PROBLEM TO WORK ON: Reproduce this listing in full.

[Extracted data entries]
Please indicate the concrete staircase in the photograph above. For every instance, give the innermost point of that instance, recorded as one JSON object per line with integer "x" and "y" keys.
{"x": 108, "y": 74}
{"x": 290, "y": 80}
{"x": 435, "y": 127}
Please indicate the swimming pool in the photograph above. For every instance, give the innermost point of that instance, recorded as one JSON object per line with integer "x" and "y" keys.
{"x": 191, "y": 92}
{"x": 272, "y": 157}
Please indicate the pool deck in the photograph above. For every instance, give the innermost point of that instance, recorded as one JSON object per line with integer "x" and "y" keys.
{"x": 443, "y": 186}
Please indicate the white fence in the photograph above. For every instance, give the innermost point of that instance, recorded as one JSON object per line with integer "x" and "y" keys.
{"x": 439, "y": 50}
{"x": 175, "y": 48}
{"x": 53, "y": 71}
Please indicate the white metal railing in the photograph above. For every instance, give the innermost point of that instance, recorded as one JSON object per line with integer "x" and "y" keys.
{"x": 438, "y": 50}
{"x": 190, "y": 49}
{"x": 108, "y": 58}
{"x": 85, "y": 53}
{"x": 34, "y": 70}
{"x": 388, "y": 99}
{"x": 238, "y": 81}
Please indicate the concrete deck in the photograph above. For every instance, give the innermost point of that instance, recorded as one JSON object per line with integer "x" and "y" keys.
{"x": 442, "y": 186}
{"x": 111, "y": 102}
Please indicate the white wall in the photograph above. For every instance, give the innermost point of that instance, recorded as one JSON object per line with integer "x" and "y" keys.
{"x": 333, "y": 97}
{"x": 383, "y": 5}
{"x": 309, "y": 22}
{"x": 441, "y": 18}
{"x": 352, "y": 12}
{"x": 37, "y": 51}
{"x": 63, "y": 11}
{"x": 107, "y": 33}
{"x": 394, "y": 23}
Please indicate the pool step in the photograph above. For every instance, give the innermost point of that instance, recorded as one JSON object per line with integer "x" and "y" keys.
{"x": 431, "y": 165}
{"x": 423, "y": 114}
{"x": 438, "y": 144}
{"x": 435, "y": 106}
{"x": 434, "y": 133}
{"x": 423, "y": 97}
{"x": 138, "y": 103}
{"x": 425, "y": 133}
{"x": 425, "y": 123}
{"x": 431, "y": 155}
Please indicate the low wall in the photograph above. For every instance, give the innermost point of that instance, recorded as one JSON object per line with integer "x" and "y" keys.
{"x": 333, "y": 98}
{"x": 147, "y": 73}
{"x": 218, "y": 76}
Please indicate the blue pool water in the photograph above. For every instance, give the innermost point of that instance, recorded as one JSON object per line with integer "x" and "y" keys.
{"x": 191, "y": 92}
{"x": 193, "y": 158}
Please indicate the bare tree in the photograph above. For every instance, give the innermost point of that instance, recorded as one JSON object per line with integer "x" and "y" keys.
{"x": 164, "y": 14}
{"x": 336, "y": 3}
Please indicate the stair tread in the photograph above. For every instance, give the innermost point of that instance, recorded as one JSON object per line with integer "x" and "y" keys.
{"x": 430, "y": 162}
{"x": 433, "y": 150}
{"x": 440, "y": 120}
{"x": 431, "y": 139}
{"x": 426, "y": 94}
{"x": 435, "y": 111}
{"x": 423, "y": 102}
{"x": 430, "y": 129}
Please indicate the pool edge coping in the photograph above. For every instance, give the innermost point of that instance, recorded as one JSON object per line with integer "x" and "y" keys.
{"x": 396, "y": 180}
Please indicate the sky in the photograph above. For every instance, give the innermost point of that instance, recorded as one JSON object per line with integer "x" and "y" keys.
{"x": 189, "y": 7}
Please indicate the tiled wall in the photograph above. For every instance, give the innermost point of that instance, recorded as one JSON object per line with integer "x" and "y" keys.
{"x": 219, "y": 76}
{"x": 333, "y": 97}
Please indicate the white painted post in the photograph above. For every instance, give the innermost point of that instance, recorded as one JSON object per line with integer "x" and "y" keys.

EXERCISE ANSWER:
Please indicate the concrete staircase in the photograph above. For every instance, give the innermost point of that instance, recorded as one JSON object per line with integer "x" and "y" keys.
{"x": 108, "y": 74}
{"x": 290, "y": 80}
{"x": 435, "y": 127}
Please indicate the swimming pool in the photograph above. For every instance, give the innermost point of that instance, recorded as one JSON object per line with integer "x" and "y" keys.
{"x": 191, "y": 92}
{"x": 272, "y": 157}
Please indicate the pool deck in the photograph above. For every instance, give the innermost point of that instance, recorded as one JSON object per line with integer "x" and "y" keys.
{"x": 443, "y": 186}
Please indicate the white fence in the photograph above. For every instance, give the innermost point of that instance, recorded as one JSON object per line with integer "x" and "y" keys.
{"x": 439, "y": 50}
{"x": 175, "y": 48}
{"x": 53, "y": 71}
Please indicate the white metal railing in the photograph above. For every instance, give the innermost point of that instance, recorded as one JSON object per line with integer "x" and "y" keys.
{"x": 438, "y": 50}
{"x": 190, "y": 49}
{"x": 108, "y": 58}
{"x": 85, "y": 53}
{"x": 34, "y": 70}
{"x": 388, "y": 99}
{"x": 238, "y": 81}
Please indicate the concrete deck in the photograph above. For every instance, give the innermost point of that instance, recorded as one JSON object per line with integer "x" and "y" keys.
{"x": 442, "y": 186}
{"x": 111, "y": 102}
Please indicate the white wall in the photograph above. For every instance, give the innermost point of that instance, recorded as one JSON object per line with integer "x" and "y" keys.
{"x": 333, "y": 97}
{"x": 383, "y": 5}
{"x": 309, "y": 22}
{"x": 441, "y": 18}
{"x": 352, "y": 12}
{"x": 37, "y": 51}
{"x": 63, "y": 11}
{"x": 107, "y": 33}
{"x": 394, "y": 23}
Please indicate the pool step in the photograph above. For every instance, give the innermost point of that instance, recorded as one JSON object per line with integer "x" and "y" keys.
{"x": 431, "y": 165}
{"x": 423, "y": 114}
{"x": 438, "y": 144}
{"x": 435, "y": 106}
{"x": 434, "y": 133}
{"x": 423, "y": 97}
{"x": 138, "y": 103}
{"x": 425, "y": 133}
{"x": 425, "y": 123}
{"x": 431, "y": 155}
Please indicate the low wall in the photograph above. For every instance, give the innermost point of that instance, recorded as one JSON object per line with integer "x" and "y" keys.
{"x": 333, "y": 98}
{"x": 147, "y": 73}
{"x": 218, "y": 76}
Please indicate the blue pool water in the photograph above. For every instance, give the innermost point of that instance, recorded as one JSON object per line with integer "x" and "y" keys.
{"x": 191, "y": 92}
{"x": 193, "y": 158}
Please indicate the bare tree in the photograph above. For every instance, give the innermost point of that instance, recorded as one JSON object per line with integer "x" and "y" keys.
{"x": 164, "y": 14}
{"x": 336, "y": 3}
Please indicate the stair tread in the photograph above. For every instance, give the innermost point of that instance, recorded as one JSON object per line with integer "x" and "y" keys.
{"x": 430, "y": 162}
{"x": 433, "y": 150}
{"x": 440, "y": 120}
{"x": 431, "y": 139}
{"x": 426, "y": 94}
{"x": 435, "y": 111}
{"x": 423, "y": 102}
{"x": 430, "y": 129}
Please indicate the pool edge coping in the photograph above. For every instance, give the innermost point of that instance, recorded as one JSON object per line with integer "x" and "y" keys.
{"x": 396, "y": 180}
Please indicate the sky in the photograph above. For every instance, give the innermost point of that instance, recorded as one JSON object per line with integer "x" and "y" keys.
{"x": 189, "y": 7}
Please indicate the tiled wall in the photograph above. For every instance, give the innermost point of that instance, recorded as one JSON object per line with integer "x" and "y" keys.
{"x": 219, "y": 76}
{"x": 333, "y": 97}
Please indicate the white painted post in the photograph above. For every instance, give the innermost point of that instance, recorded as one JSON object per line with integer "x" and "y" keys.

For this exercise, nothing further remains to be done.